— start of AVAILABLE RECORDS —

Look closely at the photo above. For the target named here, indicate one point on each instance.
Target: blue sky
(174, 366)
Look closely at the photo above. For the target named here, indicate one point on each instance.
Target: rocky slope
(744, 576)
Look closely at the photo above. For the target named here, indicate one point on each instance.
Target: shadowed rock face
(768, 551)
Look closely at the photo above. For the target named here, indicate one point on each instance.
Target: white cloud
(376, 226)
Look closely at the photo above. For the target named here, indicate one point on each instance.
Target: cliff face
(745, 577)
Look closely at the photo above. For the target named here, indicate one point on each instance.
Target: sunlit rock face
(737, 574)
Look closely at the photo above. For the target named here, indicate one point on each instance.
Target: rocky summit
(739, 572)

— end of AVAILABLE RECORDS —
— start of AVAILABLE RECORDS —

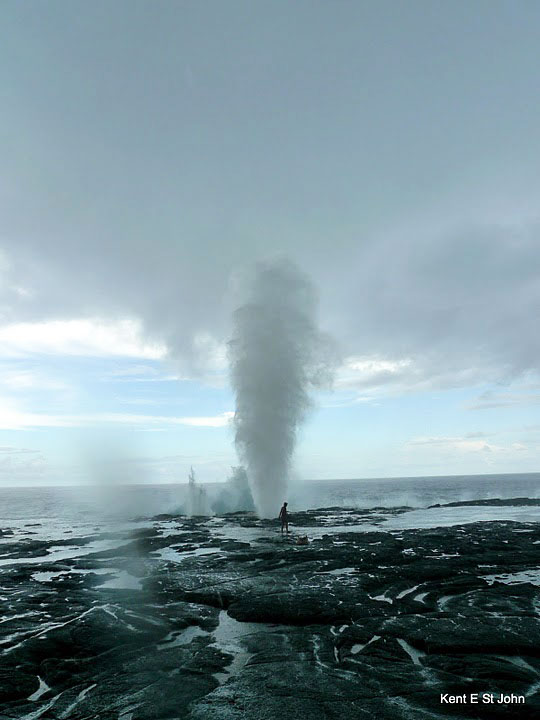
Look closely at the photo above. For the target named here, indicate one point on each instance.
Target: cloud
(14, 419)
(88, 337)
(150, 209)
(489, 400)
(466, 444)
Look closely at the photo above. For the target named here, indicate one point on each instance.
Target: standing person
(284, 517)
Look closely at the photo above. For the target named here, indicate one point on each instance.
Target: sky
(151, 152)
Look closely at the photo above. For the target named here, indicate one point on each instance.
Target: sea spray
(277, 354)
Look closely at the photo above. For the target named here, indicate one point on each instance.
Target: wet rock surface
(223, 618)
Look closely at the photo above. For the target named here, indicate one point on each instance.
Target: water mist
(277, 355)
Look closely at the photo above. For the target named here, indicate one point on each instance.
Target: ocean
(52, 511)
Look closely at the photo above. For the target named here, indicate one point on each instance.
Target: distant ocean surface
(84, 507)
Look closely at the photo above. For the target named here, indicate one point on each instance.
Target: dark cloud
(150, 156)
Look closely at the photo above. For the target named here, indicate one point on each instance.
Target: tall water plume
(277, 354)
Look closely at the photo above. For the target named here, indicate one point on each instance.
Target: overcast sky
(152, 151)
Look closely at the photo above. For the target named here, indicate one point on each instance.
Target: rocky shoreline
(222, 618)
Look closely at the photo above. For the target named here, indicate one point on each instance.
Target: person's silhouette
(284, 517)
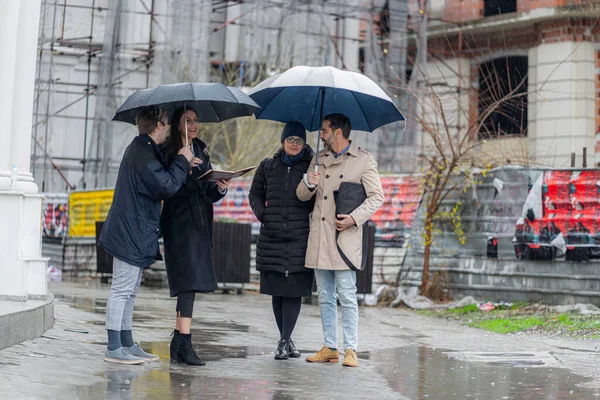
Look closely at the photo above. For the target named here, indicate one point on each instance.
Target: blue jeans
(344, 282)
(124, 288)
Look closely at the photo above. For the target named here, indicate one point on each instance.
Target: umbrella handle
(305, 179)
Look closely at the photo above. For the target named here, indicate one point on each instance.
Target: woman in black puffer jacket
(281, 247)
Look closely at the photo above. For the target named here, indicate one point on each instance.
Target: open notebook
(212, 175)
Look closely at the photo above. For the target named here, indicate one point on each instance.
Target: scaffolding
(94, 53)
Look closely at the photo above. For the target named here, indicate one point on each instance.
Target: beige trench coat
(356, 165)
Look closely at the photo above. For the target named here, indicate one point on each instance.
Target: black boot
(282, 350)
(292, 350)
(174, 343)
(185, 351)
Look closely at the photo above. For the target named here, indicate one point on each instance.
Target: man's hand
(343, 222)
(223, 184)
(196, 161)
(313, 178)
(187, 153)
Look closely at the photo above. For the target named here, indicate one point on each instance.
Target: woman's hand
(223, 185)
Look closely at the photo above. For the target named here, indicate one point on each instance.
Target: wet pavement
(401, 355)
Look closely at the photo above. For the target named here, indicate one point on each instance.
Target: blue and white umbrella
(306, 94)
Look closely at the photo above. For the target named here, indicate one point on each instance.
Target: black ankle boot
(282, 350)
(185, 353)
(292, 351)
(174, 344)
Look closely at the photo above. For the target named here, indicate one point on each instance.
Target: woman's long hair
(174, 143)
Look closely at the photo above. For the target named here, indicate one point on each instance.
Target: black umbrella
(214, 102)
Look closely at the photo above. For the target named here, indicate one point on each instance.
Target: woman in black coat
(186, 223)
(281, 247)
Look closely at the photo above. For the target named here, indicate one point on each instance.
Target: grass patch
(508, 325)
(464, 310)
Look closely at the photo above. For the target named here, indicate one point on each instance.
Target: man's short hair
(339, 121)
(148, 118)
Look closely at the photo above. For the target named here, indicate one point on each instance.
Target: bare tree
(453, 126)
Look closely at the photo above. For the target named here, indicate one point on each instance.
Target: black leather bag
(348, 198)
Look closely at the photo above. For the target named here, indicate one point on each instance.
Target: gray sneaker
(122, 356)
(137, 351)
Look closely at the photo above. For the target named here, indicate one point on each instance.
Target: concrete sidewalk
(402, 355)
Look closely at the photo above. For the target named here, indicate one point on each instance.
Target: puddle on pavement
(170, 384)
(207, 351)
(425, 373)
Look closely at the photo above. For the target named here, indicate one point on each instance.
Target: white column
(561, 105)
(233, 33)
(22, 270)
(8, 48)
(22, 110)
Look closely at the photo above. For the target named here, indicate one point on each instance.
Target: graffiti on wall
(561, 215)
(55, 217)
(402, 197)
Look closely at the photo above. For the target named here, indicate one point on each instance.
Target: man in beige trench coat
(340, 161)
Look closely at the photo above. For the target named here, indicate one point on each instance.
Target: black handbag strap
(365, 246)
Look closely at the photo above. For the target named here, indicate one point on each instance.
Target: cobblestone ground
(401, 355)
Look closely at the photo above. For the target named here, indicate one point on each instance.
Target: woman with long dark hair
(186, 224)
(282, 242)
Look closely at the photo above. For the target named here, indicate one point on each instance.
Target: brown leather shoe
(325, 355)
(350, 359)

— end of AVAILABLE RECORDS —

▶ **WHAT THE TASK ASKS**
Pull out every line of the material above that contains the string "cloud". Only count matches with the same uppercase and lowercase letters.

▶ **ANSWER TO THE PROBLEM**
Target: white cloud
Target: cloud
Target: dark cloud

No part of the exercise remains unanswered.